* _Exercise brief_:
The count of lines below that include the string "stucco" is the whole answer.

─── The data

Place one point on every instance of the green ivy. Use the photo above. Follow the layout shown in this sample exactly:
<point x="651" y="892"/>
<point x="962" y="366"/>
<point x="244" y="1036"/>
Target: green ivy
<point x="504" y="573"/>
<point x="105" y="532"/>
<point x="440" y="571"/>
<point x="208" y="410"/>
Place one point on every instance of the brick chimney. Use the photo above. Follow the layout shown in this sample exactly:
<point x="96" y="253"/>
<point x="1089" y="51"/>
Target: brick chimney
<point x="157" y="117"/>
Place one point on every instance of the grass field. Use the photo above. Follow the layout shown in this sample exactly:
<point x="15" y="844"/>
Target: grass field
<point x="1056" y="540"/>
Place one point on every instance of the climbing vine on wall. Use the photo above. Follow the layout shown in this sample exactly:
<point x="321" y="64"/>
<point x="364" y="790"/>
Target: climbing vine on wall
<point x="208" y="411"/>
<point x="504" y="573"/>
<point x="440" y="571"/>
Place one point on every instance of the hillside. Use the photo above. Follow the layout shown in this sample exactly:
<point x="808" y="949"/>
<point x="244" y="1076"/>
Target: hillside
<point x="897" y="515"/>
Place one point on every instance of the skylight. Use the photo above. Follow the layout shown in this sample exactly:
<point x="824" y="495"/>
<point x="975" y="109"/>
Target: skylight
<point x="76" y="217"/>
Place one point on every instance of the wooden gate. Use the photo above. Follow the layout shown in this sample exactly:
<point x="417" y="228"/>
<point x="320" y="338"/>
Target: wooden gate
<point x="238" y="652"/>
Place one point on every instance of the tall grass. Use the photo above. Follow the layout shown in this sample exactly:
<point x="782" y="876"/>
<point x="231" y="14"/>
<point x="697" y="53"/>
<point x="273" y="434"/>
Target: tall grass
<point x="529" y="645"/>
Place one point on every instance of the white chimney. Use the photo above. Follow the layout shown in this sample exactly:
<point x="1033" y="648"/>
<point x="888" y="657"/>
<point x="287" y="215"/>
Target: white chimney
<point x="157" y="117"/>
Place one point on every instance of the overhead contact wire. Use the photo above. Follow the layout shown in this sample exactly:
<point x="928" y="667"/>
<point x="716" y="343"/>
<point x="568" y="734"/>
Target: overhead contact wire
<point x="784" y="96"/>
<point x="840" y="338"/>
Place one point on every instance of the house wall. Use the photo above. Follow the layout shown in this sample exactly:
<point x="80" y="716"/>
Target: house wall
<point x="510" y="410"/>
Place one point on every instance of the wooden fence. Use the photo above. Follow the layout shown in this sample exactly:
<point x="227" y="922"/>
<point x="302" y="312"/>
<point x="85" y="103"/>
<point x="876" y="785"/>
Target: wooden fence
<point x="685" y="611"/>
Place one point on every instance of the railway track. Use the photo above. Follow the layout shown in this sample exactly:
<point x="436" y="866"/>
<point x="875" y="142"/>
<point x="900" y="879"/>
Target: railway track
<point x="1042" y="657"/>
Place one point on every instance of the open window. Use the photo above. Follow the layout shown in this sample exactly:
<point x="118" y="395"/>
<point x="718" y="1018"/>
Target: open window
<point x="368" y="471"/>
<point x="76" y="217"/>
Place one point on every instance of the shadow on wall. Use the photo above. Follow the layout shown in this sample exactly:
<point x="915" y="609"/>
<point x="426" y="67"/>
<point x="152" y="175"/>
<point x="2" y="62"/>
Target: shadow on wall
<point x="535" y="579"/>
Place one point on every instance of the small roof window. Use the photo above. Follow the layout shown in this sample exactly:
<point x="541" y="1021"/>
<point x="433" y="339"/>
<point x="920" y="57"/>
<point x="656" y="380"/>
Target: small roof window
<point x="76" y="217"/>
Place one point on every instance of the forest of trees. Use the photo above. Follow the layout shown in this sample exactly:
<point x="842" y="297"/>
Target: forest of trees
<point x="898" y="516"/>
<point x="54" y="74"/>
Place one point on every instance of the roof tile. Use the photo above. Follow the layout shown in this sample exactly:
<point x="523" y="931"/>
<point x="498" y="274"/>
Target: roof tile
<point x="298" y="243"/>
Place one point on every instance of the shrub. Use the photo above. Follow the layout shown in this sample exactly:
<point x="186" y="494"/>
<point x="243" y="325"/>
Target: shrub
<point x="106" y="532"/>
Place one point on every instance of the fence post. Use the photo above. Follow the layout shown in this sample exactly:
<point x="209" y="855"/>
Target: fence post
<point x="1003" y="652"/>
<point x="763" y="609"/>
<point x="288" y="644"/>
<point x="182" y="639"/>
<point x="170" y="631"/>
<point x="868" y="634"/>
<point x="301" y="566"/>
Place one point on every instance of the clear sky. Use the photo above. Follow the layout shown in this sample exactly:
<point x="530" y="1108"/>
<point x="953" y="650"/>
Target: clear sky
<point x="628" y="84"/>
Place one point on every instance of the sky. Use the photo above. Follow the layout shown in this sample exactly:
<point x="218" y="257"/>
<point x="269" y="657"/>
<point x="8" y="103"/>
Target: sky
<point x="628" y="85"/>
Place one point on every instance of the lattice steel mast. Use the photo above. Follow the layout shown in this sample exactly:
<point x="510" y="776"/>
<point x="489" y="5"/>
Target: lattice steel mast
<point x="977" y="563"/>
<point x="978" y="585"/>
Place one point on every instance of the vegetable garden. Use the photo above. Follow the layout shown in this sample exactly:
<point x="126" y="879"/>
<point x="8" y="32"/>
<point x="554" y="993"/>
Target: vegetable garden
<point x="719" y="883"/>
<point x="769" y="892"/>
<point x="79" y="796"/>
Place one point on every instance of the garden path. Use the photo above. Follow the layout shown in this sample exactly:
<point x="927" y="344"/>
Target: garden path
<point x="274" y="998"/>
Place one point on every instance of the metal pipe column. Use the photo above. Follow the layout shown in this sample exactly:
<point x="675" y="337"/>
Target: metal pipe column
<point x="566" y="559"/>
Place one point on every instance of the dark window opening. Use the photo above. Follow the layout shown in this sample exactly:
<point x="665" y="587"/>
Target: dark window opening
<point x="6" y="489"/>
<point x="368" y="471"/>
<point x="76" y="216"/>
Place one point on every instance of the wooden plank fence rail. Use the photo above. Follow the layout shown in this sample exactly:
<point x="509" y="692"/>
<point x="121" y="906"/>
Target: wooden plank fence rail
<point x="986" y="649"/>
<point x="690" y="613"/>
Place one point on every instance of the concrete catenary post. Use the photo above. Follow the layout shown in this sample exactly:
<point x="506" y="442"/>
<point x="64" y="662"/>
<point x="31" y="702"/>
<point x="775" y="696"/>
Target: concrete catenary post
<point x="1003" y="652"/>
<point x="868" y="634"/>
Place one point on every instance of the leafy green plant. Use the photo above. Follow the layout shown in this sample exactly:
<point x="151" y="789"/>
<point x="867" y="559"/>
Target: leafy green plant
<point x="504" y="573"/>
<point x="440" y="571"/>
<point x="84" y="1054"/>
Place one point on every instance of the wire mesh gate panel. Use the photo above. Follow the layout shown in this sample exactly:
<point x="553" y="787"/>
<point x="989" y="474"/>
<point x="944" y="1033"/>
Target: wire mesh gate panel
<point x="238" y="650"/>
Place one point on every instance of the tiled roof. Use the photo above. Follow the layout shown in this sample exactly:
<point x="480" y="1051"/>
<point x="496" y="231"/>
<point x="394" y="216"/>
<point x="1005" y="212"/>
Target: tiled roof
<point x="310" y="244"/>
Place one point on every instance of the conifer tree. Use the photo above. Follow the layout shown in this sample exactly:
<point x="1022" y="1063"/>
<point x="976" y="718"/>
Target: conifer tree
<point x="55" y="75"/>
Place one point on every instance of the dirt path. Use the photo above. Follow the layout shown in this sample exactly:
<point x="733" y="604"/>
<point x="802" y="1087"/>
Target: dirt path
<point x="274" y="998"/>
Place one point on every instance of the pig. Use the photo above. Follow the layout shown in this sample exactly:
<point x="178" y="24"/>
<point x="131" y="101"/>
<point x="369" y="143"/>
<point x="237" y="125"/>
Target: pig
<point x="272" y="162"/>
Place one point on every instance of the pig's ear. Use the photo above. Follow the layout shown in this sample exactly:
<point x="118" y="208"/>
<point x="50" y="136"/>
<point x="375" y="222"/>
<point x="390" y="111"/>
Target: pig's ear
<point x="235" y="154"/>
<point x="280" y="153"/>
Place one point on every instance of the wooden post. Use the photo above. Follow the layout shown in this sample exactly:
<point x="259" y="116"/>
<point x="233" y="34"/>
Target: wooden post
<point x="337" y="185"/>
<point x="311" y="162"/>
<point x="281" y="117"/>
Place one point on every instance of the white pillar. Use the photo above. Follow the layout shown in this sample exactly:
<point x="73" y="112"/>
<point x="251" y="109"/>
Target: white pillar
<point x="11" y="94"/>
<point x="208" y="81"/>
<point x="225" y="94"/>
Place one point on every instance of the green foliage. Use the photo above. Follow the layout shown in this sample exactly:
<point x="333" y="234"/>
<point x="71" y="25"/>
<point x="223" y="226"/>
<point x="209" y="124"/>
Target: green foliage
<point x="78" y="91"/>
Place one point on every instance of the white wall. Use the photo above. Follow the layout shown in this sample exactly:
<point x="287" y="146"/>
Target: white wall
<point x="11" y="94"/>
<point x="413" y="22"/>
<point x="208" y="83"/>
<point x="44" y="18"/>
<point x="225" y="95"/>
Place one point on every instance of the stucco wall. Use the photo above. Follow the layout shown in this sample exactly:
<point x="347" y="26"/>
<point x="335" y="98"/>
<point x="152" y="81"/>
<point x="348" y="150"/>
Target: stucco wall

──────

* _Written answer_:
2